**INFORMATION SHOWN**.
** Start **

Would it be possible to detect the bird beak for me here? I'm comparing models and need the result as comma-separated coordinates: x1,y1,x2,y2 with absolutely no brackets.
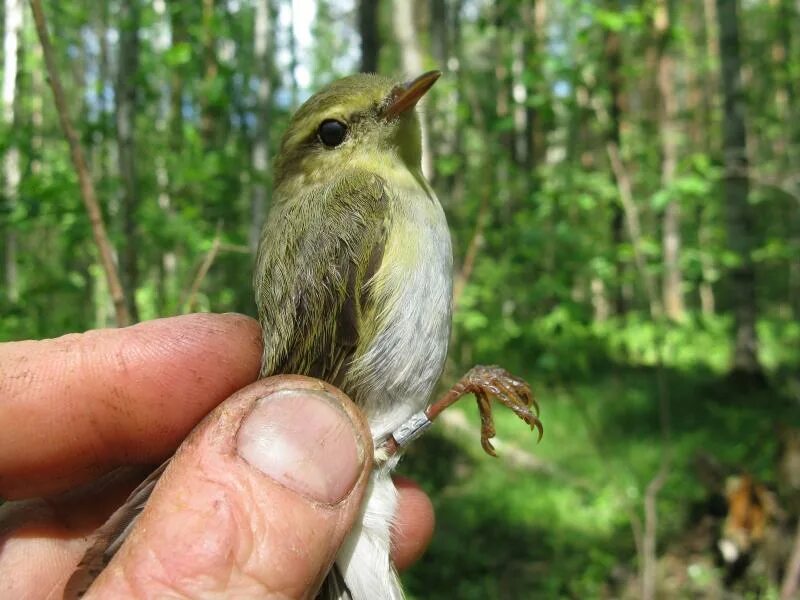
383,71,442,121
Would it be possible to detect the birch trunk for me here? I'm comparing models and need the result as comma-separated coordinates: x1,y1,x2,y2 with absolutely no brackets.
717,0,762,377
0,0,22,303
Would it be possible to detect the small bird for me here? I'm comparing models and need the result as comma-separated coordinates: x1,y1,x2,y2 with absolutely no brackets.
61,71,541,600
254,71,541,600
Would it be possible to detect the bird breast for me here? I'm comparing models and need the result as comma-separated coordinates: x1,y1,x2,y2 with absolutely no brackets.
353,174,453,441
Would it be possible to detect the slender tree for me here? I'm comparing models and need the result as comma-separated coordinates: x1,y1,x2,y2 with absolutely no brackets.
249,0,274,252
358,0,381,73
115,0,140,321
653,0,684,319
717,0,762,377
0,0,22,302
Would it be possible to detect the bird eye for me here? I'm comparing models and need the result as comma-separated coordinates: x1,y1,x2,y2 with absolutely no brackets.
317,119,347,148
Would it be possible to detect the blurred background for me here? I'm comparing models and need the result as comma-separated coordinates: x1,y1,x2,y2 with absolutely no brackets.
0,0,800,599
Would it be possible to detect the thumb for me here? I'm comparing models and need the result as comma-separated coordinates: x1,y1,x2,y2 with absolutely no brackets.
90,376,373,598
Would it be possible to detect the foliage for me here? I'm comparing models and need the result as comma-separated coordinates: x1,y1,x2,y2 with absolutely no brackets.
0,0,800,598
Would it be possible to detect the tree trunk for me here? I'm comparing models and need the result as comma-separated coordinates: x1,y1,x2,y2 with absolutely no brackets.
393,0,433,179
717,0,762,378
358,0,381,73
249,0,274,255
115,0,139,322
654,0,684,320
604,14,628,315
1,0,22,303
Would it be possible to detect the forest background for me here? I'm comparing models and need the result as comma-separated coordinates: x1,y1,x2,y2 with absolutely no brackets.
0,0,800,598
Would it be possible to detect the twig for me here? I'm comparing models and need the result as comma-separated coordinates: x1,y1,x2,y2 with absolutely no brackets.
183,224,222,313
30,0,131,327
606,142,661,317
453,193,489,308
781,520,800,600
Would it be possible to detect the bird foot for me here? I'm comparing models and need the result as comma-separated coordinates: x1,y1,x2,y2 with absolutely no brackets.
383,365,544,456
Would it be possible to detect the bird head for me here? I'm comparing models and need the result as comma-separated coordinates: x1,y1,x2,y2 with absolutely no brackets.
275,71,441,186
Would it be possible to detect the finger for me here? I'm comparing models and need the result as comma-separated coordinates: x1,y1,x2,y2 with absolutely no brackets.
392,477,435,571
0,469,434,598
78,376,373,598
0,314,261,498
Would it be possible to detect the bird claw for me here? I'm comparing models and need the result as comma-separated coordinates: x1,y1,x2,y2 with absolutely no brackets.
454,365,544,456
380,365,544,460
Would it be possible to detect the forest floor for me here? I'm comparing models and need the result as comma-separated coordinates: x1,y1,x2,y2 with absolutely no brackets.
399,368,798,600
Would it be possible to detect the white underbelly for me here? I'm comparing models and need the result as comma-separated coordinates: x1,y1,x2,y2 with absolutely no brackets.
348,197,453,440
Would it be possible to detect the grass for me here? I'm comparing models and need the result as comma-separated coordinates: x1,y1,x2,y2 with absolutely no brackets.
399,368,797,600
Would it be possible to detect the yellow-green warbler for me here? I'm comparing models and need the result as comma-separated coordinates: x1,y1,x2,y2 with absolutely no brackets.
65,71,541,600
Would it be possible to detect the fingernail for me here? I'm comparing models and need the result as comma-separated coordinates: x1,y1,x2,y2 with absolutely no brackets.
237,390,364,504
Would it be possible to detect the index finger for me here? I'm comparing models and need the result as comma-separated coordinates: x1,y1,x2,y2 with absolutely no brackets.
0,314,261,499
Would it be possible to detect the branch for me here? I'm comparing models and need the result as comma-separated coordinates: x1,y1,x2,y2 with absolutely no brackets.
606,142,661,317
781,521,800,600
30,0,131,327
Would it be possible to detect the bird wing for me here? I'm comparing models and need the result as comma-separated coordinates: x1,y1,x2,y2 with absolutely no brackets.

** End **
** Start **

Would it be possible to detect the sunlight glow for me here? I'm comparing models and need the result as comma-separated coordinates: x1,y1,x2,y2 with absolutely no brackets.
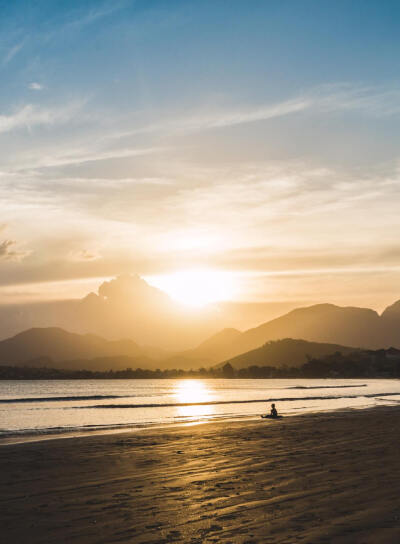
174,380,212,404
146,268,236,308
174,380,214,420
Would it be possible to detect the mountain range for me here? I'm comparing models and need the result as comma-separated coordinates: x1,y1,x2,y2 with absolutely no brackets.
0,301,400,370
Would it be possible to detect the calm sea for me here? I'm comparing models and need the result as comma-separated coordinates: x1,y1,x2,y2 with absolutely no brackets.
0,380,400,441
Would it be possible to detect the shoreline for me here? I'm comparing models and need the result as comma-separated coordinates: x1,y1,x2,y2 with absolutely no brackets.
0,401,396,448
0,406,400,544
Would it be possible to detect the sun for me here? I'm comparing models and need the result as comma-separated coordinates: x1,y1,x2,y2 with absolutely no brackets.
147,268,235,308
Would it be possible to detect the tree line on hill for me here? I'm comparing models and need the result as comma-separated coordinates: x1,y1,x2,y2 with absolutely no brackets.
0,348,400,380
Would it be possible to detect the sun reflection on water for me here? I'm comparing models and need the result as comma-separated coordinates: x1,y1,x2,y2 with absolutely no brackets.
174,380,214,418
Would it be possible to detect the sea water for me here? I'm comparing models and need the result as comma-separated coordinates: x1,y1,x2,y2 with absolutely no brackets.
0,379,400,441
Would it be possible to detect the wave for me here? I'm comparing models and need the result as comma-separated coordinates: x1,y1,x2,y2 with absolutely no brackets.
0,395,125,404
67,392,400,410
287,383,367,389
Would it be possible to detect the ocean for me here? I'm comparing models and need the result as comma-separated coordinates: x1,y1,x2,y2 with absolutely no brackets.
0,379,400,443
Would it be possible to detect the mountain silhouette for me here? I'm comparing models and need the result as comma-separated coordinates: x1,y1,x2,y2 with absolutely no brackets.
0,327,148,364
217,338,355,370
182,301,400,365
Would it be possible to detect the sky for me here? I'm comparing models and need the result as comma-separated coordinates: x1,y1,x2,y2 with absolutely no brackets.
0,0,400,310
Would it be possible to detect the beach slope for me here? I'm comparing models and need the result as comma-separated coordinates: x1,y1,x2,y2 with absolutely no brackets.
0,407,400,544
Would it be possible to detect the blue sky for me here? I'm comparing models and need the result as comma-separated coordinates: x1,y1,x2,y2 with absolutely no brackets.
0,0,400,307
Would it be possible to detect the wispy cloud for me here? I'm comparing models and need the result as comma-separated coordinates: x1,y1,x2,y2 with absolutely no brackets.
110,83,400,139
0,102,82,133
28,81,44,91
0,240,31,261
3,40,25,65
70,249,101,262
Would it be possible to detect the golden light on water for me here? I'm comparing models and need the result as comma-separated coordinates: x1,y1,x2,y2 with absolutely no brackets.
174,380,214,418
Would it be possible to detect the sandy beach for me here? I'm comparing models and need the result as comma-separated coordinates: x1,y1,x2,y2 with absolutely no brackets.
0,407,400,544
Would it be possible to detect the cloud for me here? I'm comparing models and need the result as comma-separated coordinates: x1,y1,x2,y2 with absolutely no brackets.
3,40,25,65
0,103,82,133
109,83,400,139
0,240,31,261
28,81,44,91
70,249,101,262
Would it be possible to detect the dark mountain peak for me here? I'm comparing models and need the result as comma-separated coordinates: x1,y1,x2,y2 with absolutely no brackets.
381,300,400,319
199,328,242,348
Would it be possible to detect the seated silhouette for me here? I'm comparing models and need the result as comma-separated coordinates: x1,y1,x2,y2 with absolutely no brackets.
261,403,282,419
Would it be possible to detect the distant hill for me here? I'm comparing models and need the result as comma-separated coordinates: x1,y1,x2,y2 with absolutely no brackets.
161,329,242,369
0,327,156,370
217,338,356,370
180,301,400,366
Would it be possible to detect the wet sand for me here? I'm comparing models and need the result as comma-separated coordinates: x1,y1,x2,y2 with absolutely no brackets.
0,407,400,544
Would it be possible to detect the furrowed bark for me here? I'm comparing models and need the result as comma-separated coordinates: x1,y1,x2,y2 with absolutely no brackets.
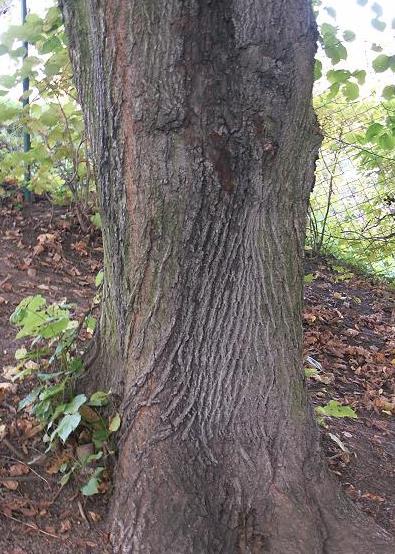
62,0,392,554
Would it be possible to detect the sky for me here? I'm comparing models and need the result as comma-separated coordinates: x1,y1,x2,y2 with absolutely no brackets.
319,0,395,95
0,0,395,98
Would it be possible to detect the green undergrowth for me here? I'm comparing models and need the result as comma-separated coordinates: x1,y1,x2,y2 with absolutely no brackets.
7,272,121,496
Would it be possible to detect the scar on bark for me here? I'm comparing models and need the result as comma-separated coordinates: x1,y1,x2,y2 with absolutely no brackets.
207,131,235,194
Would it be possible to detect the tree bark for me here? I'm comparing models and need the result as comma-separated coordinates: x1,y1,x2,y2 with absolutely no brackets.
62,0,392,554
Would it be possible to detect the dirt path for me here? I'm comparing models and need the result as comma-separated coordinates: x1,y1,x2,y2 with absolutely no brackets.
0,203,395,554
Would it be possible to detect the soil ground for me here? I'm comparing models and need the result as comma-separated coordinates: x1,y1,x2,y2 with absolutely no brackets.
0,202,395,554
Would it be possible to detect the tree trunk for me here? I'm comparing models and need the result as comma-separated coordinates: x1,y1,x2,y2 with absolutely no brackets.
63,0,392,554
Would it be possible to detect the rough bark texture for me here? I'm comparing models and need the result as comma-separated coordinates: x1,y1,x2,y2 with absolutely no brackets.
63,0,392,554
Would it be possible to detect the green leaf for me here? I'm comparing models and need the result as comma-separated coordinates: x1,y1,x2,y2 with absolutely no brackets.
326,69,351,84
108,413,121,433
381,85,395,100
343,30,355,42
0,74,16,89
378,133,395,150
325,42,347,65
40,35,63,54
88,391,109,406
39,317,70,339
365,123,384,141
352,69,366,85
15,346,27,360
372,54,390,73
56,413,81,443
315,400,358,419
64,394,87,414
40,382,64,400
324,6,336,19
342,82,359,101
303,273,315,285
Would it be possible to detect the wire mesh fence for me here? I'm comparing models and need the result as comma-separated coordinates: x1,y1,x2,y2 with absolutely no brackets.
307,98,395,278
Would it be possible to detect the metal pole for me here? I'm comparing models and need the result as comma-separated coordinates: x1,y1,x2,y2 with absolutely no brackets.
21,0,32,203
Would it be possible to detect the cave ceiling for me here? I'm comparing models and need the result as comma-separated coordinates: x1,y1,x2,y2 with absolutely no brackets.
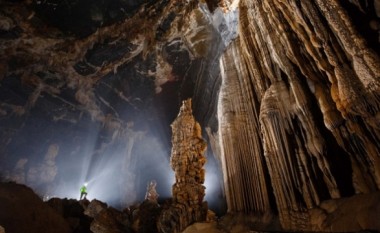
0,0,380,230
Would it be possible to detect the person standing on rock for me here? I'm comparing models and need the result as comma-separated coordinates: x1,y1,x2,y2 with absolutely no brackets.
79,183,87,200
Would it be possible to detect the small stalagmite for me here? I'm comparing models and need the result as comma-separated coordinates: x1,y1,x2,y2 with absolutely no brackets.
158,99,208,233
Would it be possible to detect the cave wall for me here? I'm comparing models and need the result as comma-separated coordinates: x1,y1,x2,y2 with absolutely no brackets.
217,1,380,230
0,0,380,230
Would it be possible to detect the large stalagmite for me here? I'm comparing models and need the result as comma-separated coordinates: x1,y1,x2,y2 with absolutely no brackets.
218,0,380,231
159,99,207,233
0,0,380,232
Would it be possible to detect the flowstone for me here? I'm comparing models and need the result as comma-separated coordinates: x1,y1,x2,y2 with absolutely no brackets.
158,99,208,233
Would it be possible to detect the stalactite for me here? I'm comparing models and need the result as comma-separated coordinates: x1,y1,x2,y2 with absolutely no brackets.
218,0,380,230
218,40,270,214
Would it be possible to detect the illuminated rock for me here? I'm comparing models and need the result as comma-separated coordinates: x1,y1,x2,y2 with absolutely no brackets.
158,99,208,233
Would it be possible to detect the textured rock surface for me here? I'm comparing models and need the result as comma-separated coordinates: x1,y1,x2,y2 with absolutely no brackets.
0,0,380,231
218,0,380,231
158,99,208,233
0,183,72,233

** End **
** Start **

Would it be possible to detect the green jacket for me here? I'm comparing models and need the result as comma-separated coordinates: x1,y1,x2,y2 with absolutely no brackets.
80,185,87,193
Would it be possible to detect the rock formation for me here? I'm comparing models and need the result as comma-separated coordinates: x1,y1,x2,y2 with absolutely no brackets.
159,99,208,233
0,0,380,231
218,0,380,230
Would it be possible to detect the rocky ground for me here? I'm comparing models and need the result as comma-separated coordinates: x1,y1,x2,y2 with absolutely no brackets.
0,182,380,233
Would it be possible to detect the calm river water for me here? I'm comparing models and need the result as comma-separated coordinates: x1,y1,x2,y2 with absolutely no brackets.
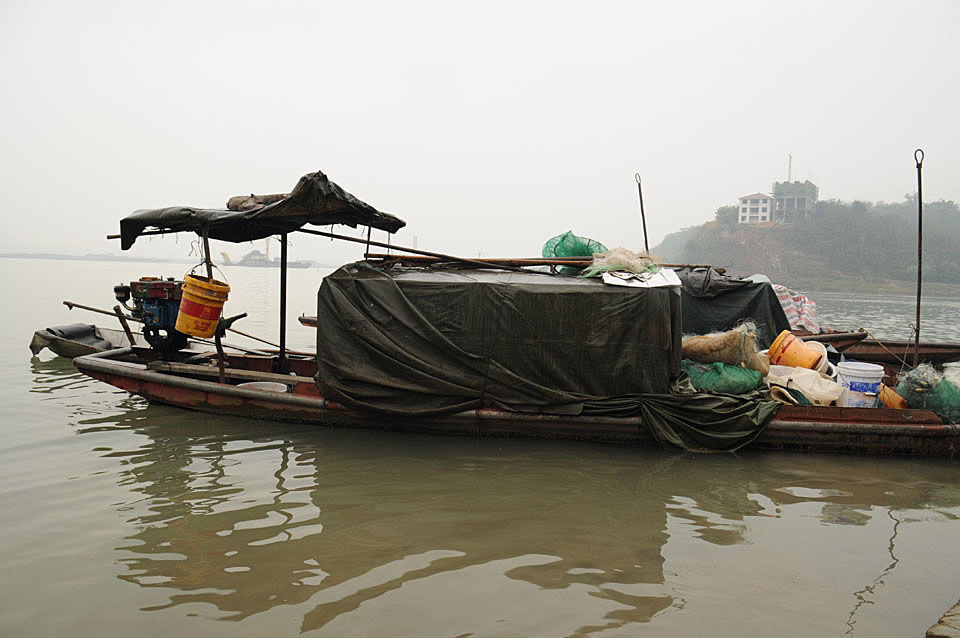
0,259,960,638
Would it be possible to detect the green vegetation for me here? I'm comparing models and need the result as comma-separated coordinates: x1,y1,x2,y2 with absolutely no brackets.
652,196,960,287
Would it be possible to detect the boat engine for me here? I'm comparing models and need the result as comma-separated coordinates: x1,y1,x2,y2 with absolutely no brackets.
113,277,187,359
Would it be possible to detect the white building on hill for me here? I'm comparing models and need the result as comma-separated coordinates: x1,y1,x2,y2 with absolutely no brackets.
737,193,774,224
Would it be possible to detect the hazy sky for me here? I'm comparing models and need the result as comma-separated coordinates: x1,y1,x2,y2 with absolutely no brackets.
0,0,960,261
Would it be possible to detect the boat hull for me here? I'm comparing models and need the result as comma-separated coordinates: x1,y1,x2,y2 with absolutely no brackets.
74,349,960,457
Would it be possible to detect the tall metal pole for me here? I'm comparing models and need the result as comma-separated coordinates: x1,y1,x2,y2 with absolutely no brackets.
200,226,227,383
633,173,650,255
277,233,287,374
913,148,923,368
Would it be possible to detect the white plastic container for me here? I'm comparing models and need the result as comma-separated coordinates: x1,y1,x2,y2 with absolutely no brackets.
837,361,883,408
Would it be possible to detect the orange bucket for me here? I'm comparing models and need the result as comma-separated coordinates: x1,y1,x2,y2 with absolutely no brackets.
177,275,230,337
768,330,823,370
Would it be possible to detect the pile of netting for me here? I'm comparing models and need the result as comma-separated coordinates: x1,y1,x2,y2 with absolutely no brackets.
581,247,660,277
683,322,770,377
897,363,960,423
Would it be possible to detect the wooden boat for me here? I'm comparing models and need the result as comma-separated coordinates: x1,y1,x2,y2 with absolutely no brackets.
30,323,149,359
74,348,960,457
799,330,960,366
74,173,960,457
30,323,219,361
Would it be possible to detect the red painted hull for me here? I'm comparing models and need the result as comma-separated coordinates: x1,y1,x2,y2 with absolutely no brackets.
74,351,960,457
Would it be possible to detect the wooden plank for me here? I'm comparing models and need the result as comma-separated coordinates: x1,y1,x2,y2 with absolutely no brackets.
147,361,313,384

** End **

**YOUR GOAL**. Copy out the entries from the line containing "Would it be possible to detect the mountain range" through the line containing "0,406,400,544", including both of those lines, and reproduce them without any changes.

**SOLUTION TO THIS EXERCISE**.
Would it be possible to detect the mountain range for me here? I'm comparing models and need the result as comma-separated coordinates: x1,y1,x2,y2 with absolutely no brackets.
0,301,400,370
Would it be possible to detect the calm sea for me here? I'm comparing models and need the result as comma-separated coordinates: x1,y1,x2,y2 with absolutely no brackets.
0,380,400,441
Would it be possible to detect the shoreline for me here? I'm comparing models and need the result as comma-separated coordinates: x1,y1,x2,y2 with absolutely no brackets.
0,401,396,448
0,406,400,544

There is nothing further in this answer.